§ Given information:
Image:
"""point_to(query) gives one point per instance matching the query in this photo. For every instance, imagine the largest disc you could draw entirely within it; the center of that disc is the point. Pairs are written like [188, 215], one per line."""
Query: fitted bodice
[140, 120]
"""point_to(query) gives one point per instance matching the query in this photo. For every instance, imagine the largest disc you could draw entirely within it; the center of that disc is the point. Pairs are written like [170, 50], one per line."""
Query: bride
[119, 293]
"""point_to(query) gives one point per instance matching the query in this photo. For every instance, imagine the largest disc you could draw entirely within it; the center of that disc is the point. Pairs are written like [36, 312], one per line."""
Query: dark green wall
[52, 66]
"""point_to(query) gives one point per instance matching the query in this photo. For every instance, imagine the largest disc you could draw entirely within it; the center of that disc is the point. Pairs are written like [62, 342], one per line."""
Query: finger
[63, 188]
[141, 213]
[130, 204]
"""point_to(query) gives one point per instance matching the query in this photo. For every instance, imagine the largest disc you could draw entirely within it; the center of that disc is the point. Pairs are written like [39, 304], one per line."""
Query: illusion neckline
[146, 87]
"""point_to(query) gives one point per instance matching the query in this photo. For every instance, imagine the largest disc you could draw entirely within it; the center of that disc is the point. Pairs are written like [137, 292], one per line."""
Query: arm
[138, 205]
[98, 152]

...

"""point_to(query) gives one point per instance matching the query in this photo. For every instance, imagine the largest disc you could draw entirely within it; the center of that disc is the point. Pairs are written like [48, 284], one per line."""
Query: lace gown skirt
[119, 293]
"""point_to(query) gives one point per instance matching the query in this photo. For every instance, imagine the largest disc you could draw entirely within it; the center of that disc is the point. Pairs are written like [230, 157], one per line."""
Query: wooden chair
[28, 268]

§ Given instruction: Pick out every line in the data above containing the word "that" and copy each one in full. Case counts.

§ Answer for this exercise:
"""point_to(query) gives one point per instance matching the query in this photo. For every instance, imagine the largest disc you could draw entirely within it; the center of that disc is the point. Pairs are written like [188, 215], one per line."""
"""point_to(query) gives one point per instance matching the query in this photo. For every instance, imagine the largest disc you could draw entirely within it; the center of that disc is the point. Pairs are written like [170, 50], one per line."""
"""point_to(query) gives one point per instance matching the query in this photo. For every instance, imagine the largest disc you could draw entirely within it; the center of that disc is the point. Pairs are written like [36, 312], one per line."""
"""point_to(query) gives one point per instance matching the query in this photo. For every instance, imagine the largest disc you could draw entirely within it; the center of that disc is the point. Pairs are written like [62, 342], one per line."""
"""point_to(query) gives one point per instance matching the query in this photo. For every instance, imagine the largest disc you could draw entirely within it; the center of that disc is the point. Pairs are written like [39, 304], one per line."""
"""point_to(query) gives one point per instance matching the query in this photo. For every instance, imagine the largest disc you could draw entirely within it; the center of that disc is the point. Pairs are written like [137, 292], one per line."""
"""point_to(query) gives one point per instance matching the query in this photo. For every instance, imagine the largest disc you could draw entirely within it; the center of that disc is the point. Pairs are written like [48, 284], one per line."""
"""point_to(query) gives one point per instance matching the query in this photo. For every instance, imagine the largest disc you could draw entirely within it; the center of that disc is the point. Pairs are written like [230, 157], one per line."""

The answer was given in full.